→ **WORK ITEM**
No line before the one containing "white brick house" should appear; that line and all lines after it, through the end of the data, are to be set down exactly.

→ **INPUT FOR THIS TASK**

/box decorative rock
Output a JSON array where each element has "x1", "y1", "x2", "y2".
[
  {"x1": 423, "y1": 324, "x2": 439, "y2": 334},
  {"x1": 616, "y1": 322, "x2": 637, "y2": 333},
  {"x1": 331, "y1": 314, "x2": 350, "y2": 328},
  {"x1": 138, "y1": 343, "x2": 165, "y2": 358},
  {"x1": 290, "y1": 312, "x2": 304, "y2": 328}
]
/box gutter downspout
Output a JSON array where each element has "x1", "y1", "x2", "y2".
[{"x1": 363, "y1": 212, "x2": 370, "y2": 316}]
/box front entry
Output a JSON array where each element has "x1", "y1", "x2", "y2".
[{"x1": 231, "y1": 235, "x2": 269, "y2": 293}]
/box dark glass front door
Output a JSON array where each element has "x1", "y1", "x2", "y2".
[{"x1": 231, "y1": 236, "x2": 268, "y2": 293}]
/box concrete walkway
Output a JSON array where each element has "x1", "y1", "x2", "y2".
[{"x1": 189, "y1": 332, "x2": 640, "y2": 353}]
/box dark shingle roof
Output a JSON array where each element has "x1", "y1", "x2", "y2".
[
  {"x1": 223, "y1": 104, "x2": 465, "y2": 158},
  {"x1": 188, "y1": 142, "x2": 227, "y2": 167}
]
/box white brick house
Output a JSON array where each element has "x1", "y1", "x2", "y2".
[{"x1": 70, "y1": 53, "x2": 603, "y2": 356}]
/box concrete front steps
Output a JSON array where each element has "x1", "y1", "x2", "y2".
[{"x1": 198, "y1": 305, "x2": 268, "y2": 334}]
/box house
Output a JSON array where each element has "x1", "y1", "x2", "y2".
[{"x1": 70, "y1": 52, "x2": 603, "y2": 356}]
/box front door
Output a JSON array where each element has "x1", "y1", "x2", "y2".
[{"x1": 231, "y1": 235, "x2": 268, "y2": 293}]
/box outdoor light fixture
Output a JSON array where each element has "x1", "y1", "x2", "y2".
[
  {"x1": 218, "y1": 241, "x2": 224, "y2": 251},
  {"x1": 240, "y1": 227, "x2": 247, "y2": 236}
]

→ **SOLUTION TO THE EXERCISE**
/box white brick house
Output a JSON array where each element has "x1", "y1", "x2", "y2".
[{"x1": 70, "y1": 53, "x2": 603, "y2": 356}]
/box concrete front steps
Output a JSON array where each element has "x1", "y1", "x2", "y2".
[{"x1": 198, "y1": 305, "x2": 268, "y2": 334}]
/box house
Output a JSON array where each element has "x1", "y1", "x2", "y2".
[{"x1": 70, "y1": 52, "x2": 603, "y2": 356}]
/box front door
Output a JSON array where each element has "x1", "y1", "x2", "y2".
[{"x1": 231, "y1": 235, "x2": 268, "y2": 293}]
/box outdoor light fixture
Output a JSON array where each element has "x1", "y1", "x2", "y2".
[
  {"x1": 218, "y1": 241, "x2": 224, "y2": 251},
  {"x1": 240, "y1": 227, "x2": 247, "y2": 236}
]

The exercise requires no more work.